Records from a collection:
+--

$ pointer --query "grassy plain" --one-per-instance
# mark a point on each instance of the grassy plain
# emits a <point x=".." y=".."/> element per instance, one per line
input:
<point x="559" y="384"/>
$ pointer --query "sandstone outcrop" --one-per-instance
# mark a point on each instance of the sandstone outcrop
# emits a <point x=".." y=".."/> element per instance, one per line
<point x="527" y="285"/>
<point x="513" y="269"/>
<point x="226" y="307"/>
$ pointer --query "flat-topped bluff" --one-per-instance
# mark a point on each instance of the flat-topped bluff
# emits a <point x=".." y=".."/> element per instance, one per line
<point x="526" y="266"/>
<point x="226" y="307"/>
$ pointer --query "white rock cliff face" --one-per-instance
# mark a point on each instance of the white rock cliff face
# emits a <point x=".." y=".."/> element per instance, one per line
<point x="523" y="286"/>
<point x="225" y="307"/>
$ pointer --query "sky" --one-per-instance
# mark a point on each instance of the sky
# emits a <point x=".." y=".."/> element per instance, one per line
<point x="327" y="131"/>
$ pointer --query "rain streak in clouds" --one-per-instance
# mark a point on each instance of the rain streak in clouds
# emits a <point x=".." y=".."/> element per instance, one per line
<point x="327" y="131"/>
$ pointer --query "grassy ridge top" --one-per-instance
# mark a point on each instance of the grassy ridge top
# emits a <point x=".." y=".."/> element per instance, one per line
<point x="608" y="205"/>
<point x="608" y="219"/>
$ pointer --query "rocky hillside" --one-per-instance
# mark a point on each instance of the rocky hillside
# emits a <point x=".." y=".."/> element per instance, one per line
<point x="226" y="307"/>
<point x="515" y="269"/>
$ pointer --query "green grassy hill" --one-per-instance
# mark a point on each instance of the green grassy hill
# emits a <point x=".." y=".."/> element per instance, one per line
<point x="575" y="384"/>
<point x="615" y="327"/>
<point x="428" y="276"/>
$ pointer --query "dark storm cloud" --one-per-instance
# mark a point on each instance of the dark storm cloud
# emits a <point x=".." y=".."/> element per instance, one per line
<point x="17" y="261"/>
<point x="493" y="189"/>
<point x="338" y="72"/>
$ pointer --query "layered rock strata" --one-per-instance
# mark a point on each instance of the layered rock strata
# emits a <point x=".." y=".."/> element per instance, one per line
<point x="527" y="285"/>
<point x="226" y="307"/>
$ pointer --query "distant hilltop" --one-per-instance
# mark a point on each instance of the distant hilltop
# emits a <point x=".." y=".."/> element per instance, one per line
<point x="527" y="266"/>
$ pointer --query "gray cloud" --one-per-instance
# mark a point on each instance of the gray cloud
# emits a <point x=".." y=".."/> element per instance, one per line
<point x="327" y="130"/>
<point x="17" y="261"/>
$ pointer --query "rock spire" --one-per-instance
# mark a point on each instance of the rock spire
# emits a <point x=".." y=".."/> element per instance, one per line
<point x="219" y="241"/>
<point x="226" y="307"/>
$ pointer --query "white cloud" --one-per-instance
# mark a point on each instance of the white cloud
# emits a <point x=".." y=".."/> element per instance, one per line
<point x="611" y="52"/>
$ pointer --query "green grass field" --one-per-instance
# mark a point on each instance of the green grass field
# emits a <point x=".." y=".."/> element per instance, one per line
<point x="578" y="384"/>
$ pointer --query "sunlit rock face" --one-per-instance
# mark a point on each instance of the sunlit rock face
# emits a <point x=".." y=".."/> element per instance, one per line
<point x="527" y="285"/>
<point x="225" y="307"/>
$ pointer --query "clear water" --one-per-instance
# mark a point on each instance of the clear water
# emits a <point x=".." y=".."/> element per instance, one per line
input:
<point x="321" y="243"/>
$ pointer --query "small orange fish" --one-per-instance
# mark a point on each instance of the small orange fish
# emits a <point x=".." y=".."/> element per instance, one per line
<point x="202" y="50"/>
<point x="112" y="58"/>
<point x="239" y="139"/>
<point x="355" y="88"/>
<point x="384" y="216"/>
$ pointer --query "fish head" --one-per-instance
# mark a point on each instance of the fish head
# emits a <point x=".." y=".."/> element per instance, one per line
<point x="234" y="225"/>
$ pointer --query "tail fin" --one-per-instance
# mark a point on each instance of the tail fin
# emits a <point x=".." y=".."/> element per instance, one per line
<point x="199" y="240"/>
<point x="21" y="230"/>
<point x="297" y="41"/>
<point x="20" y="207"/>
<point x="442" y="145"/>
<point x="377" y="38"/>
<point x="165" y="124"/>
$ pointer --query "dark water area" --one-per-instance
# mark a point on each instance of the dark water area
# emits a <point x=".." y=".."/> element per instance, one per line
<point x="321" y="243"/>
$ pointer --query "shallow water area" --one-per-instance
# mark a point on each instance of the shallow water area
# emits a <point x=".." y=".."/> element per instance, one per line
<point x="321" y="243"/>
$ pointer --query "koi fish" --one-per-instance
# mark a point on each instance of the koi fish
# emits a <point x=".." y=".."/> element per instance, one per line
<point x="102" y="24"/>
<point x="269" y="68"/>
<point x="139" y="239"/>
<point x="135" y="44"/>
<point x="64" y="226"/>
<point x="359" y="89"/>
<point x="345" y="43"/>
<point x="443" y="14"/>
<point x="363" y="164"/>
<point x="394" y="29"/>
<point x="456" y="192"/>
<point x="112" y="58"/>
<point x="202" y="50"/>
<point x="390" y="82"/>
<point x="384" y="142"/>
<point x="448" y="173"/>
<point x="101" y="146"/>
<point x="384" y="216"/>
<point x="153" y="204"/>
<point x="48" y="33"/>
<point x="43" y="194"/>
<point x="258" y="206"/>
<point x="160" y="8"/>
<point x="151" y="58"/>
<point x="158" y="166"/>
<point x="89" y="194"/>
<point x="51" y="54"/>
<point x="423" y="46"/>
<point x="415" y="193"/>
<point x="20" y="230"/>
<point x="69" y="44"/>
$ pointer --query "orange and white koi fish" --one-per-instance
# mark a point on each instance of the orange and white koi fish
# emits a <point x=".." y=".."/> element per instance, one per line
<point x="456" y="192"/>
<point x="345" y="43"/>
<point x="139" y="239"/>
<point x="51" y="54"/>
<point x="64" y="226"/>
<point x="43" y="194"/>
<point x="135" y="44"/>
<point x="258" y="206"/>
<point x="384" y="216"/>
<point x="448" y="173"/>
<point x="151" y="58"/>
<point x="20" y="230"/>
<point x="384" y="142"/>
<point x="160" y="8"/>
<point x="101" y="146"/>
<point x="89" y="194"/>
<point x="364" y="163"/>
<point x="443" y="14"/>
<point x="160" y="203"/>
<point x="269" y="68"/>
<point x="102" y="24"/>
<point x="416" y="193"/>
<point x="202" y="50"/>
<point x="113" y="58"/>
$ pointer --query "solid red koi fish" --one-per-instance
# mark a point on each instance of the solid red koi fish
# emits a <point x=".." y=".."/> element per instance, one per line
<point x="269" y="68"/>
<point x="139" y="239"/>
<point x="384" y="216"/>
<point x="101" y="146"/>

+--

Exercise brief :: Output the line bearing "# mark a point on each instance of the solid" along with all the lines after it through the end of the entries, exactly, and no other lines.

Finished task ::
# mark a point on each instance of the solid red koi fish
# emits a <point x=".." y=".."/> element per instance, one per line
<point x="269" y="68"/>
<point x="139" y="239"/>
<point x="384" y="216"/>
<point x="101" y="146"/>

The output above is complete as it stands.